◆ **課題の内容**:
USENの開業支援サイト「カナエル」に関する記事を、最後の文の後から書き継ぐこと。

◆ **文書の抜粋**:

++++++

USEN、有線放送の資産活用 ポータルサイト「カナエル」で飲食店開業を支援

キーパーソン 総合 2020.04.24 12043号 02面
菊地崇夫部長

菊地崇夫部長

大槻卓伺氏

大槻卓伺氏

 主力事業が社会情勢や消費行動の変化にさらされ、持続的成長を続けられるかについての不安は多くの経営層が直面する問題だ。こうした「危機の芽」に気付きいち早く対応したのが、店舗向け音楽配信サービスを展開する「USEN」(USEN-NEXT GROUP)だ。「有線放送」を全国に拡大する中で蓄積した「資産」を活用し、店舗開業意向者向けに、情報を無料で提供する開業支援ポータルサイト「canaeru(カナエル)」を2016年12月に開始。会員数は19年8月に10万人を、20年3月には15万人を突破。カナエルを活用し開業したフレンチ店がミシュランで一つ星を獲得するなど日本の食文化向上に貢献する。また、新型コロナウイルス感染拡大で飲食店が苦境に立たされると、日本政策金融公庫の対策資金融資の申し込み無料サポートを即座に展開した。事業を統括する菊地崇夫事業開発統括部企画制作部長に話を聞いた。

     *

 –新規事業展開の経緯を教えてください。

 菊地 多くの方にご認識いただいている「有線放送」は当社の事業の柱である一方、音楽に対する世間の認識は、有料から無料へと急激に変化している。主力事業の店舗向け音楽配信サービスの成長性を加味し、14年ごろから新ビジネスモデル構築の検討を開始した。当社の営業は日々の営業活動で、新店の開店の情報を工事段階から把握していた。この「情報資産」をさらに活用し、より早い段階で接点をもつことで、ビジネスチャンスが生まれることがわかった。こうした背景から生まれたのが開業サポートサービス「カナエル」だ。

 –サービスの認知拡大のための戦略は。

++++++

◆ **表示データ**:
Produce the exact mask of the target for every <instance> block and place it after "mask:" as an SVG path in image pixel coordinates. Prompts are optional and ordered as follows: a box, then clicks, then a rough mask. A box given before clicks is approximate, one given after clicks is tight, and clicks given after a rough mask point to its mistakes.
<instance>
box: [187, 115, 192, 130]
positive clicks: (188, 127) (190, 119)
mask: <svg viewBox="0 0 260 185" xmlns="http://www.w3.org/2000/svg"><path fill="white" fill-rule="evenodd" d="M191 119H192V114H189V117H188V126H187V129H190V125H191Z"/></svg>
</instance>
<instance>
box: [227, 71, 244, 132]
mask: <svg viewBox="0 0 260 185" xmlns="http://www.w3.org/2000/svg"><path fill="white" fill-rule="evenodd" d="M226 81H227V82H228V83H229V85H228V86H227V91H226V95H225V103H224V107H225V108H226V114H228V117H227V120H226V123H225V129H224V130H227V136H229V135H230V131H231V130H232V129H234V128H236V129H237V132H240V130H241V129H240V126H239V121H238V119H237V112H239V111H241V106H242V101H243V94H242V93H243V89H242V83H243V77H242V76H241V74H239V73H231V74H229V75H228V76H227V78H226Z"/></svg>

++++++

◆ **記述解答**:
 菊地 飲食店開業意向者にどのようにアプローチするかを考えた。初期段階では、間口拡大のため「開業をライトに考える層」を囲い込む戦略を推進した。カナエルに飲食店開業に関する記事を多く掲載し無料記事とメールアドレスを登録すると閲覧できる記事を分けサイトアクセスの抵抗感を抑え会員登録数の最大化を図った。これによって約10万会員を突破、3月末で15万人を突破した。

 –カナエルで提供するサービスを教えてください。

 菊地 店舗の開業準備から運営までの各段階で、USENおよびグループ会社が展開するサービスで支援する。開業資金の相談、店舗専用保険の案内、電気やガス、通信回線などのインフラ手配、音楽配信はもちろんレジなど運営に必要なソリューションがそれに当たる。開業意向者には、セミナー、開業相談を無料で実施。特に、開業までの3大要素である、資金、物件、行政手続きなどに関しては、金融機関出身者、不動産業界経験者、店舗オーナー経験者など専門家を揃えマンツーマンで対応している。(青柳英明)

 〈利用者の声〉

 カナエルを利用しフランス料理店「Takumi」を17年2月に開業。19、20年「ミシュランガイド」で「一つ星」を獲得した同店オーナーシェフの大槻卓伺氏は、これから開業を考えている人に対し、「開業に必要なものは、明確なビジョンと覚悟」とした上で「最悪の事態を常に想定し、それでも事業を継続できると断言できる資金力、適応力、覚悟のある人だけが開業するのが望ましい」と語る。自分自身の努力でミシュランの星を獲得することに成功したが、「店を開業できなければ星を獲得することはなかったので、カナエルは開業をスムーズに行う上で、有効に活用させていただいた」と語る。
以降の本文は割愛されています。